-- Information provided follows --

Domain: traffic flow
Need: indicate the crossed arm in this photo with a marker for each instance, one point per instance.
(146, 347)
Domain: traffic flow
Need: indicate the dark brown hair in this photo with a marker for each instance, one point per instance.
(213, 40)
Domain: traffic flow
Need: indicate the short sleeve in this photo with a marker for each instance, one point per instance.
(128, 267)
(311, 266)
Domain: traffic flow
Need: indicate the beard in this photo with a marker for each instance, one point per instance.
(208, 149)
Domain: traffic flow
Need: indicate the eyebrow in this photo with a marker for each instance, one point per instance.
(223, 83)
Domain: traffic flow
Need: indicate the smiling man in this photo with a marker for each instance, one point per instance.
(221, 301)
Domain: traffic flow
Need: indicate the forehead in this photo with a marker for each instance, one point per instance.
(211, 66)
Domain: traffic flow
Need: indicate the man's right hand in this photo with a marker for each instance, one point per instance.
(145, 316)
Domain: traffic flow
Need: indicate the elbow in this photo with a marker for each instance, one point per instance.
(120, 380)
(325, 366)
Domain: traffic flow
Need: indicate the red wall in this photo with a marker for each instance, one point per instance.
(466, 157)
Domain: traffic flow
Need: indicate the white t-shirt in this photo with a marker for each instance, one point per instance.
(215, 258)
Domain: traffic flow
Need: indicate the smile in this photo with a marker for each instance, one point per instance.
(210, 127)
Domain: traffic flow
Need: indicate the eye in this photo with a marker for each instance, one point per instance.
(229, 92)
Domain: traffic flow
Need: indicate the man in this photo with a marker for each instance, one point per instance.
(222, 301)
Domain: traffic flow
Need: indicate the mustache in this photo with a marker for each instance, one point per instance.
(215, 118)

-- Information provided concluded --

Problem requirements:
Copy the records above exactly as they appear.

The answer:
Domain: traffic flow
Need: indicate the crossed arm in this photo with a marker for each instance, one point per instance.
(146, 347)
Domain: traffic flow
Need: indicate the dark brown hair in this photo with a marker for each instance, one point per instance.
(213, 40)
Domain: traffic flow
Need: indicate the short sleeve in this photo with a marker for each instance, one point per instance.
(128, 267)
(311, 266)
Domain: traffic flow
Need: indicate the beard in this photo with a marker for each instance, one point per instance.
(208, 149)
Domain: traffic flow
Need: indicate the eyebrow in this photo with a marker for each instance, one point per instance.
(223, 83)
Domain: traffic flow
Need: indicate the smiling man in this photo with a marker for each instance, one point per instance.
(221, 301)
Domain: traffic flow
Need: indicate the forehead in this photo with a marker for each instance, one point per instance.
(211, 66)
Domain: traffic flow
Need: indicate the man's right hand in this photo with a marker for each instance, one point per instance.
(145, 316)
Domain: traffic flow
Need: indicate the elbow in this photo with a marker for each instance, one point per instance.
(120, 380)
(325, 366)
Domain: traffic flow
Need: indicate the red wall in this photo with a marker for each instance, one point per instance.
(466, 157)
Domain: traffic flow
Need: indicate the white t-shirt in this photo with a marker for each instance, one point per instance.
(215, 258)
Domain: traffic flow
Need: indicate the smile in this photo with a marker for each instance, one point per instance.
(210, 127)
Domain: traffic flow
Need: indicate the eye in this photo with a marker for each instance, one point per instance.
(229, 92)
Domain: traffic flow
Need: indicate the man in this photo with a marker for each instance, one point per instance.
(222, 301)
Domain: traffic flow
Need: indicate the mustache in this photo with a marker for each instance, one point per instance.
(215, 118)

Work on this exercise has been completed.